• **Set problem**
Write out, exactly as they appear, only the lines running from the line with "[301,29], drawn from the photo above." to the final line of the listing; include both.
=== Dataset records ===
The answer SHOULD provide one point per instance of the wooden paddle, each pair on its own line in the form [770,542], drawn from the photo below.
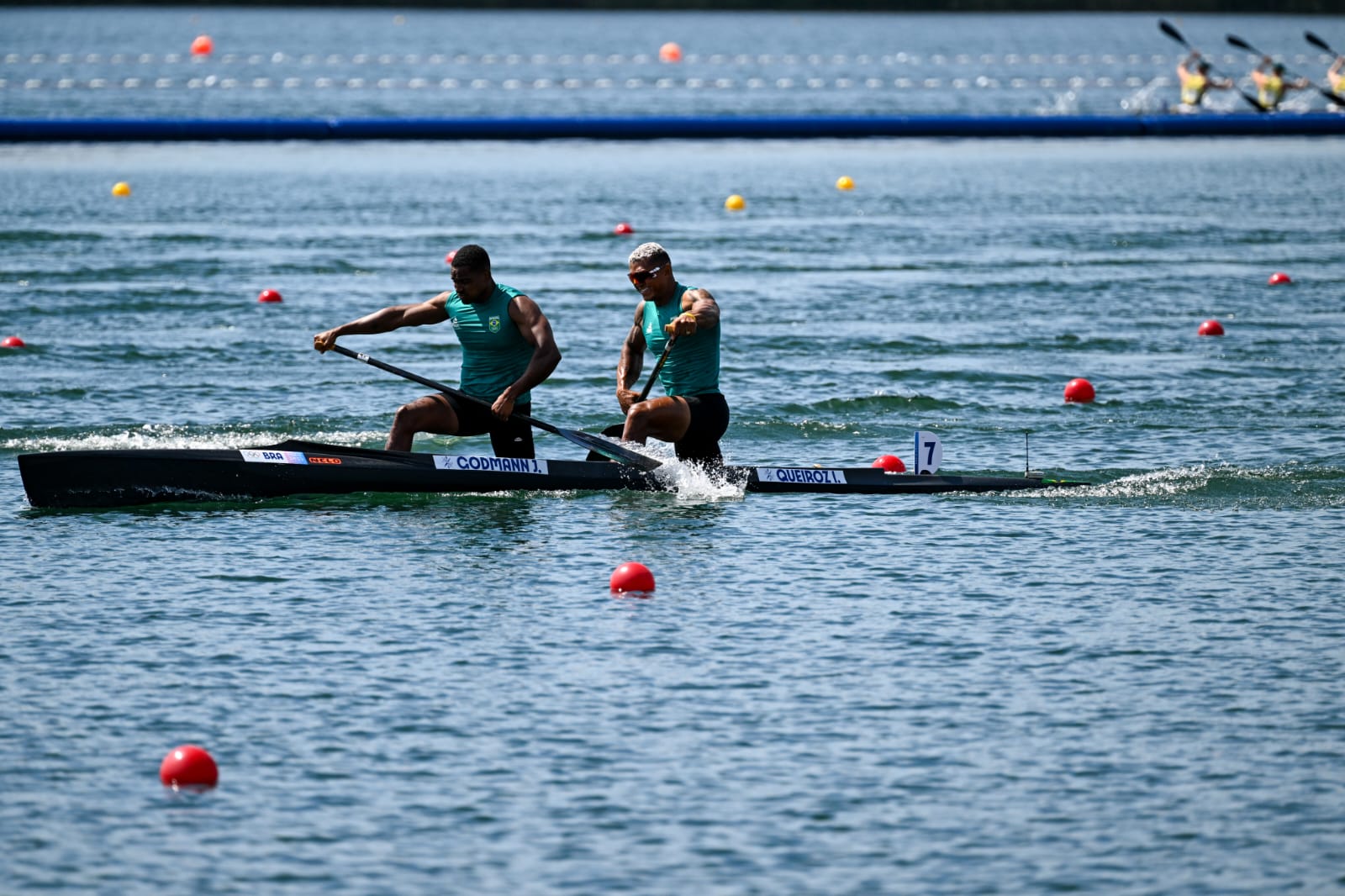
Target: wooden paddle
[1170,30]
[1242,45]
[587,440]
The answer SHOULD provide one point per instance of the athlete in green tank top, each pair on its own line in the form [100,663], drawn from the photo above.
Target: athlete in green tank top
[495,354]
[683,326]
[508,350]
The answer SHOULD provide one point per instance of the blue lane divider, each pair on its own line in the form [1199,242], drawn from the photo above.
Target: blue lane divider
[681,128]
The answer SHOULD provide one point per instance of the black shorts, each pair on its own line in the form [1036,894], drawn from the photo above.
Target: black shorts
[709,423]
[509,437]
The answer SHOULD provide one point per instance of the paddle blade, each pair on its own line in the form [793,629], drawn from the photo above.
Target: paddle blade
[1172,33]
[612,451]
[1317,42]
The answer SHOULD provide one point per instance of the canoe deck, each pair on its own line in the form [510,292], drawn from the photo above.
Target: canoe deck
[139,477]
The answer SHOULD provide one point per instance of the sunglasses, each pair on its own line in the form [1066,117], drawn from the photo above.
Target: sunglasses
[642,276]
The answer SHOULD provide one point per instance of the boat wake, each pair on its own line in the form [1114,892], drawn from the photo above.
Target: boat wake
[689,482]
[1224,485]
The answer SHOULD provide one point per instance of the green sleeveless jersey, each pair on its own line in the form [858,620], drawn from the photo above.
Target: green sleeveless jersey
[693,366]
[494,351]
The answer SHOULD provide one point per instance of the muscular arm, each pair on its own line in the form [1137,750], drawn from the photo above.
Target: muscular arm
[537,331]
[631,362]
[388,319]
[704,314]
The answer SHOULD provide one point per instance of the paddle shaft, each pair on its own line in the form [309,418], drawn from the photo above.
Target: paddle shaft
[658,366]
[1242,45]
[439,387]
[1170,30]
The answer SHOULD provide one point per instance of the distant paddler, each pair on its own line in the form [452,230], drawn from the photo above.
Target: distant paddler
[1196,81]
[692,414]
[1336,78]
[1271,82]
[508,350]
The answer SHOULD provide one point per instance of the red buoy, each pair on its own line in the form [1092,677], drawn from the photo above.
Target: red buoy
[1079,390]
[631,577]
[188,766]
[889,463]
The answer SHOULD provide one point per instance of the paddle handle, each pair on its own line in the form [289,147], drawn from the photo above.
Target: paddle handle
[437,387]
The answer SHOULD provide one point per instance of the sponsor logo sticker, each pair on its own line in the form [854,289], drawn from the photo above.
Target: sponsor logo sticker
[802,475]
[484,463]
[262,456]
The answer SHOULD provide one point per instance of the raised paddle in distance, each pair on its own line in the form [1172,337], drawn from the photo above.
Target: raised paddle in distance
[1317,42]
[1170,30]
[1242,45]
[583,439]
[616,430]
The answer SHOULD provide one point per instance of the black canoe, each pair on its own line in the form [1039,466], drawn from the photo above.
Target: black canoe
[140,477]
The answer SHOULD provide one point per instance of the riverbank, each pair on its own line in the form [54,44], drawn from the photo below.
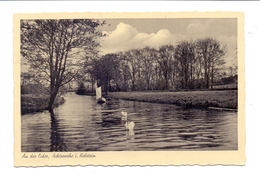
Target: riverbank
[197,99]
[31,103]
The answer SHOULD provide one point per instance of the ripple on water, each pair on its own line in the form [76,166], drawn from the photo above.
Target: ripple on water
[82,125]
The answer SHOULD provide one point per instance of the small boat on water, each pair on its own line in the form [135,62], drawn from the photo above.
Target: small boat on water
[99,98]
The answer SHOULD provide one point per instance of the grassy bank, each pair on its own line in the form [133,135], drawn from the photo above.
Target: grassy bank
[196,99]
[31,103]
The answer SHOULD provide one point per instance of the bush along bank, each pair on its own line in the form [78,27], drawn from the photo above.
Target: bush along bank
[217,100]
[37,103]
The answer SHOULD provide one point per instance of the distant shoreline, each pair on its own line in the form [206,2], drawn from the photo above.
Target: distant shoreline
[32,103]
[217,100]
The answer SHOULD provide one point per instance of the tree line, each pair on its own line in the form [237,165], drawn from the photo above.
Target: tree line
[187,65]
[58,51]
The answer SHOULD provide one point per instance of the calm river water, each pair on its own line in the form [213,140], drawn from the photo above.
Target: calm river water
[80,124]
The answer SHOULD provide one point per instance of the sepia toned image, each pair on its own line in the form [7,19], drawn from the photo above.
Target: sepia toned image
[118,89]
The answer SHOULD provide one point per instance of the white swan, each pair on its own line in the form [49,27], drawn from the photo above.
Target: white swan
[129,125]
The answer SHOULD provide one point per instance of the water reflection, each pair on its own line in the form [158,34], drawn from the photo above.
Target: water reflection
[57,142]
[82,125]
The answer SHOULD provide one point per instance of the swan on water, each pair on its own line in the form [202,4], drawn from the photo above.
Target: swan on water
[129,125]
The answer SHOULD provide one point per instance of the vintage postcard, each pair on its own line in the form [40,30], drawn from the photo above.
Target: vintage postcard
[129,89]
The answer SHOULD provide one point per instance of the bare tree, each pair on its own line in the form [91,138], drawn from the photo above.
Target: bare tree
[165,61]
[54,48]
[212,54]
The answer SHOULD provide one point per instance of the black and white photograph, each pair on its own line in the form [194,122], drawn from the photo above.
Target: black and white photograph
[129,84]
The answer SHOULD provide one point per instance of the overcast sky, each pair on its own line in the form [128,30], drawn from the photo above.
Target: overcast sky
[125,34]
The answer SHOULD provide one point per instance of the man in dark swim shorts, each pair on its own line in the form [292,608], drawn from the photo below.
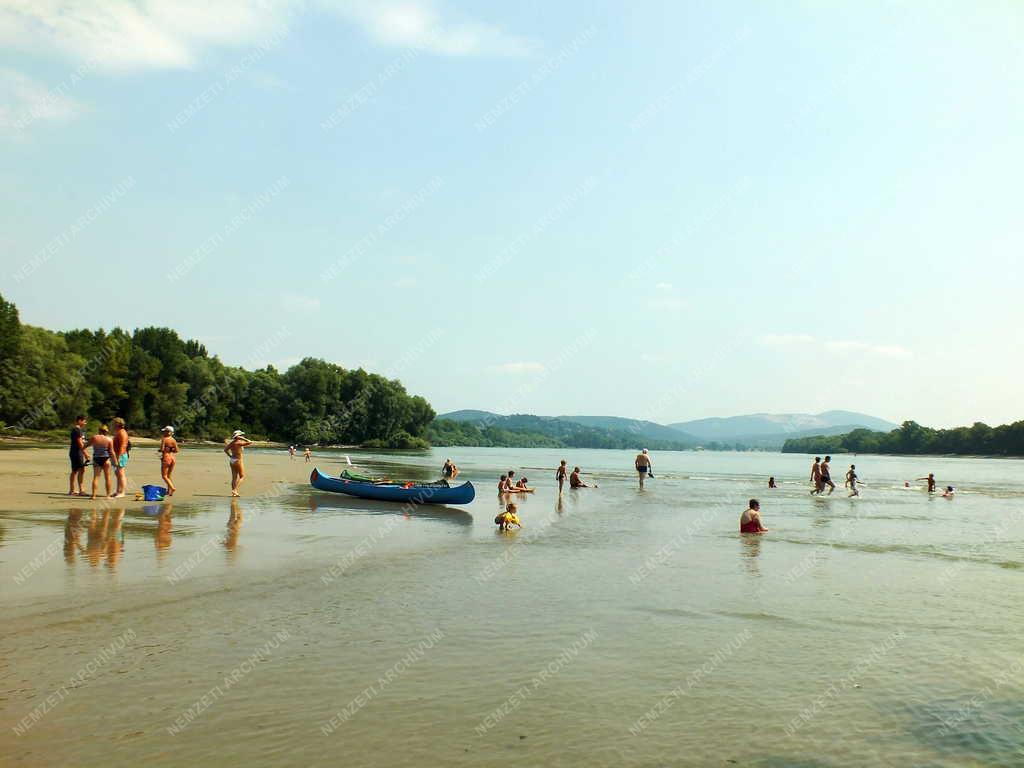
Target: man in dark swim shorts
[76,453]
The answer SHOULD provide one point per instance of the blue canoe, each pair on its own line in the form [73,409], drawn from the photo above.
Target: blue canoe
[393,492]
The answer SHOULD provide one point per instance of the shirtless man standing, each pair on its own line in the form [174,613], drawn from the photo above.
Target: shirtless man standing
[642,464]
[120,457]
[816,475]
[235,449]
[826,476]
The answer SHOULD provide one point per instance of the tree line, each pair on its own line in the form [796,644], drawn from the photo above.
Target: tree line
[912,439]
[153,378]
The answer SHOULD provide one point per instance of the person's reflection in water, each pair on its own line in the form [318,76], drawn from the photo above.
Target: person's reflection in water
[751,551]
[73,536]
[116,540]
[233,526]
[162,539]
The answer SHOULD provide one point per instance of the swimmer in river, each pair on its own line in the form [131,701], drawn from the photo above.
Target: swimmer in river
[508,517]
[750,521]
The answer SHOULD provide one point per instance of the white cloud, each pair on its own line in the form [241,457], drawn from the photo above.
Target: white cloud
[294,302]
[782,340]
[883,350]
[417,24]
[24,100]
[127,35]
[518,368]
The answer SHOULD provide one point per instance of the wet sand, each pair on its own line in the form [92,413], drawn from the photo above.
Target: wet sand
[37,477]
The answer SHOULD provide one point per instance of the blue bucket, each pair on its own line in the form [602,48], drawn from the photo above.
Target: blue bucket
[154,493]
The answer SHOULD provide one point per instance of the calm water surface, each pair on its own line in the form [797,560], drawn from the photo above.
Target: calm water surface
[617,628]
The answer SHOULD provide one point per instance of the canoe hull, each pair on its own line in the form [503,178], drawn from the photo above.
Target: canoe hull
[463,494]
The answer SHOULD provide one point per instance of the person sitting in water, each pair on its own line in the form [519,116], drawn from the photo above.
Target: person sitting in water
[574,481]
[750,521]
[508,517]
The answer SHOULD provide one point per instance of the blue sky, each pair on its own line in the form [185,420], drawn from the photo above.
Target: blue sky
[654,210]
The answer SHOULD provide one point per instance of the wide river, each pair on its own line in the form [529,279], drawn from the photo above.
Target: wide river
[619,628]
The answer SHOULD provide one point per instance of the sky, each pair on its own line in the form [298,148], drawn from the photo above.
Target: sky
[660,211]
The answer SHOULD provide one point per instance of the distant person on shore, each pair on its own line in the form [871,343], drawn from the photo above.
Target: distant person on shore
[851,480]
[816,475]
[508,517]
[643,465]
[560,474]
[826,476]
[750,521]
[120,456]
[102,446]
[168,456]
[576,482]
[235,450]
[78,457]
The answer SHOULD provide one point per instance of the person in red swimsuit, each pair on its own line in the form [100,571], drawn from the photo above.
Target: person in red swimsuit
[750,521]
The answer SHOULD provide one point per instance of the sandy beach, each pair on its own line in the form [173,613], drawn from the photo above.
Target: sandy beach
[37,477]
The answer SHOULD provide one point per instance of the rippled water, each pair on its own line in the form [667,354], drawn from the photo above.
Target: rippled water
[617,628]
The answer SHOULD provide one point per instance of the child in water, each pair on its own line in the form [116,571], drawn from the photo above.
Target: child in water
[508,517]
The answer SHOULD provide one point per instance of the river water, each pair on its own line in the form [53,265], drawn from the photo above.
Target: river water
[619,628]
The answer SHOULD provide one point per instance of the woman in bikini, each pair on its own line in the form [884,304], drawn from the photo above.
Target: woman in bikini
[101,445]
[750,521]
[168,455]
[235,450]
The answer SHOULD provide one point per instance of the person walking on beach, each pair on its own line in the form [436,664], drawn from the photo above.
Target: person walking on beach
[826,476]
[851,480]
[168,456]
[643,465]
[78,457]
[750,521]
[816,475]
[120,456]
[102,446]
[235,449]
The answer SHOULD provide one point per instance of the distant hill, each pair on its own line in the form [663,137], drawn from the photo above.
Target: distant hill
[764,431]
[642,429]
[524,430]
[771,430]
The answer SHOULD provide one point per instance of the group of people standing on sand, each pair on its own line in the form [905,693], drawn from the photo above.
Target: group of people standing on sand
[108,451]
[111,452]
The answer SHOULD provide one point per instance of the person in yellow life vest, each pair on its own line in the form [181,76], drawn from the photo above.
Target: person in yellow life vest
[508,517]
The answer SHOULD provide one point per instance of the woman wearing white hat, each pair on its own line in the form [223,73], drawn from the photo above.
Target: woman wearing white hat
[168,455]
[235,450]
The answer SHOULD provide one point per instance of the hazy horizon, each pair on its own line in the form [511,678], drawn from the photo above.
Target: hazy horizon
[669,213]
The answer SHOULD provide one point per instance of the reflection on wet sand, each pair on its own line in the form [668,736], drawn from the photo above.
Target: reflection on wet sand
[73,536]
[233,526]
[162,537]
[104,538]
[751,551]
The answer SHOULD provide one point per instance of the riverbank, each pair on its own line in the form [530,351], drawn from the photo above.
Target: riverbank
[37,477]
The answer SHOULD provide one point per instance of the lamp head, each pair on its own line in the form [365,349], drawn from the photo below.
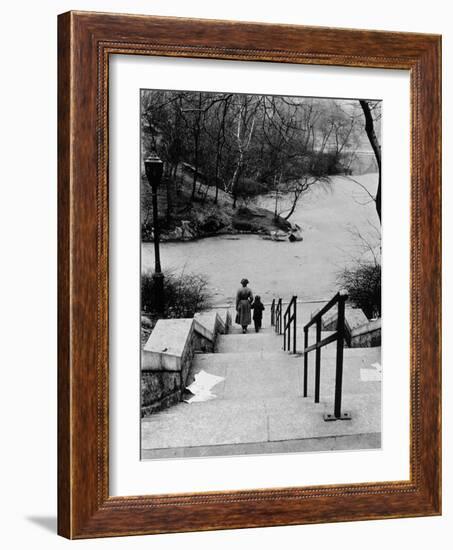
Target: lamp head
[154,168]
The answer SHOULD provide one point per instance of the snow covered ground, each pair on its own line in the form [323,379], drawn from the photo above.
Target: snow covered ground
[329,218]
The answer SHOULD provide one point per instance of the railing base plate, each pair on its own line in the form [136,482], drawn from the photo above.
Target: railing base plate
[331,417]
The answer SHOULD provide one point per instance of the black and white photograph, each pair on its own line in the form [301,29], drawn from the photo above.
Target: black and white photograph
[260,274]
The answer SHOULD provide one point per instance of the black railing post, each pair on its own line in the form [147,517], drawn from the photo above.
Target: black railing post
[339,366]
[318,361]
[284,330]
[305,361]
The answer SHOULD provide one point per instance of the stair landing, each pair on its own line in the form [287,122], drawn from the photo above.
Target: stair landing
[260,406]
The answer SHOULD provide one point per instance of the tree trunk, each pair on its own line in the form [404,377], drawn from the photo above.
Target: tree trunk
[369,129]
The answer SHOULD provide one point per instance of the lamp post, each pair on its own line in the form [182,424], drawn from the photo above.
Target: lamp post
[154,168]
===
• **Response to the exercise**
The answer SHOULD provide one point per instance of the black and white photograph, each pair on its own line in the form [301,29], drawn from the photo above.
Target: black and white photograph
[260,274]
The answer SHOULD provide one point per instance of the black railing post, each pair on its own line in the form [147,517], drawn from the photo above.
Target: black railing post
[339,366]
[318,361]
[284,330]
[305,361]
The answer SHOULD provide one point per instance of the stair landing, each pair on its own line in the form [287,122], drawn from the photo above.
Target: stair landing
[260,406]
The answer SHOULD provide one point per instance of the tree trunk, each pair on its own line in the form [404,377], drawn from the photo above.
Target: tree trunk
[369,129]
The answer SHOULD provide one point per instance of the lamp post, each pair on its own line in the form [182,424], drawn from the photo above.
Target: lamp post
[154,168]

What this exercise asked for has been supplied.